> _Problem set_
1. Translate this sentence from the forced marriage passage into Spanish: "The evidence was that, when the risk of forced marriage was excluded from the frame, the girls were well cared for and thriving within the family."
2. According to the forced marriage passage, what did the judgment treat as the least intrusive means of achieving the law's purpose in preventing forced marriages?

However, the court expressed unease at the substantial interference with the qualified Article 8 ECHR right to private and family life which a wardship order entails. The evidence was that, when the risk of forced marriage was excluded from the frame, the girls were well cared for and thriving within the family. The central thrust of the judgment (see [21]) was that a forced marriage protection order was the least intrusive means of achieving the law’s purpose in preventing forced marriages and was not a disproportionate interference with the girls’ Article 8 rights. That seems to me to be correct, and the judgment in this respect underscores the carefully tailored nature of the forced marriage protection order.

> _Material_

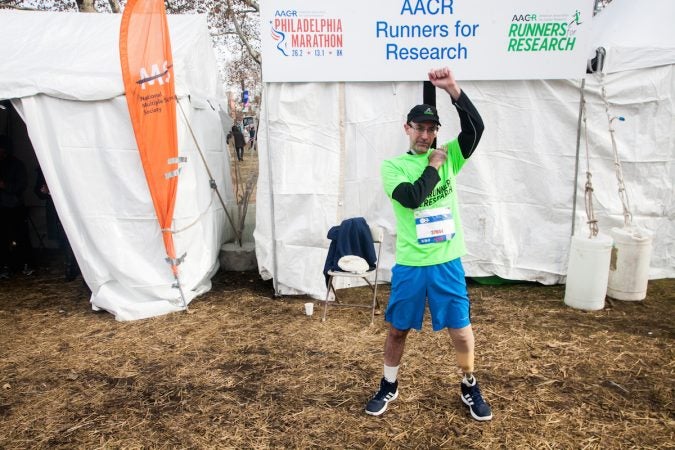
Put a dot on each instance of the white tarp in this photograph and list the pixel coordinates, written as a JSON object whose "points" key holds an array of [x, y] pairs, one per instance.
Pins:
{"points": [[326, 141], [62, 73], [635, 35]]}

> _The replies_
1. Las pruebas indicaban que, cuando se excluía del marco el riesgo de matrimonio forzado, las niñas estaban bien cuidadas y prosperaban en el seno de la familia.

2. A forced marriage protection order.